Records drawn from a dataset:
* * * * * * *
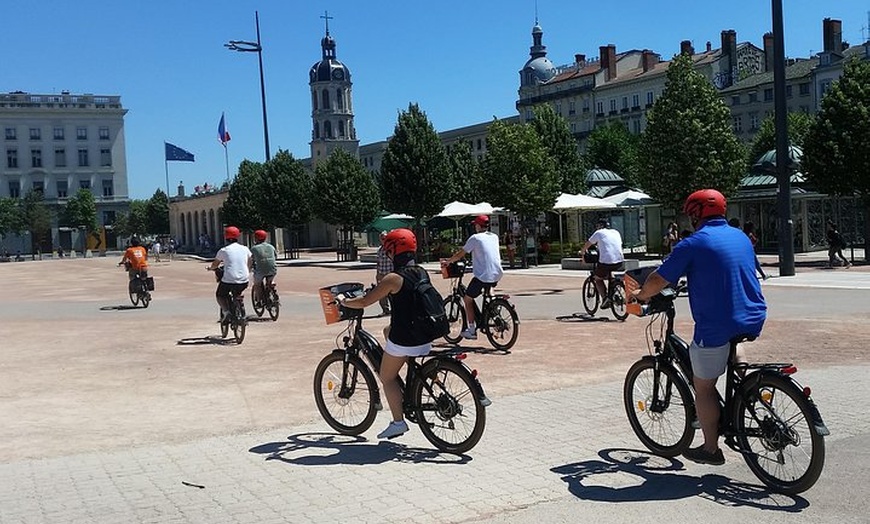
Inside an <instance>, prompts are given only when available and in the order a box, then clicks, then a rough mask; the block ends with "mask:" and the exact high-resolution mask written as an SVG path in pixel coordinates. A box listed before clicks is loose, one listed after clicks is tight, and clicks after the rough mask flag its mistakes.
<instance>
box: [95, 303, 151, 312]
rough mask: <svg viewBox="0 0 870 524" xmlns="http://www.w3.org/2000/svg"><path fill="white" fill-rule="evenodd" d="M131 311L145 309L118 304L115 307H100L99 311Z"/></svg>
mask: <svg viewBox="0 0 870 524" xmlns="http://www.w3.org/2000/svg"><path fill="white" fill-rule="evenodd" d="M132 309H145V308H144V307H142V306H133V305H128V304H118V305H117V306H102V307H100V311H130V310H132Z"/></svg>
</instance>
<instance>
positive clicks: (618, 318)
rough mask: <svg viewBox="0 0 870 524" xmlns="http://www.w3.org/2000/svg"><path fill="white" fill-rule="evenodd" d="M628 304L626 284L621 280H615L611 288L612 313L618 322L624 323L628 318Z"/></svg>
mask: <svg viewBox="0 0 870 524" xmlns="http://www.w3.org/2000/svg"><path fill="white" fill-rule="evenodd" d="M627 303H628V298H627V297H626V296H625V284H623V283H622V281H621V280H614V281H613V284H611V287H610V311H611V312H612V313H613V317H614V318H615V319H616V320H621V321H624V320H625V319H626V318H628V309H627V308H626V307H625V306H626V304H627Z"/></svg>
* * * * * * *
EXERCISE PROMPT: Print all the lines above exactly as they are, but without the pictures.

WRITTEN RESPONSE:
Inside an <instance>, prompts are given only when available and in the order a box, then clicks, then a rough mask; the block ends with "mask:" and the exact high-resolution mask written as an SVG path in pixel coordinates. A box listed before clicks is loose, one listed after clicks is tight, and clicks after the rough mask flag its mistakes.
<instance>
box: [95, 303, 151, 312]
rough mask: <svg viewBox="0 0 870 524" xmlns="http://www.w3.org/2000/svg"><path fill="white" fill-rule="evenodd" d="M131 311L145 309L118 304L115 307H100L99 311Z"/></svg>
mask: <svg viewBox="0 0 870 524" xmlns="http://www.w3.org/2000/svg"><path fill="white" fill-rule="evenodd" d="M132 309H145V308H144V307H142V306H133V305H128V304H118V305H117V306H102V307H100V311H130V310H132Z"/></svg>
</instance>
<instance>
positive clicks: (618, 318)
rough mask: <svg viewBox="0 0 870 524" xmlns="http://www.w3.org/2000/svg"><path fill="white" fill-rule="evenodd" d="M628 304L626 284L621 280H615L611 288L612 313L618 322L624 323L628 318Z"/></svg>
mask: <svg viewBox="0 0 870 524" xmlns="http://www.w3.org/2000/svg"><path fill="white" fill-rule="evenodd" d="M627 303H628V298H627V297H626V296H625V284H623V283H622V281H621V280H614V281H613V284H611V287H610V311H611V312H612V313H613V317H614V318H615V319H616V320H621V321H624V320H625V319H626V318H628V309H627V308H626V307H625V306H626V304H627Z"/></svg>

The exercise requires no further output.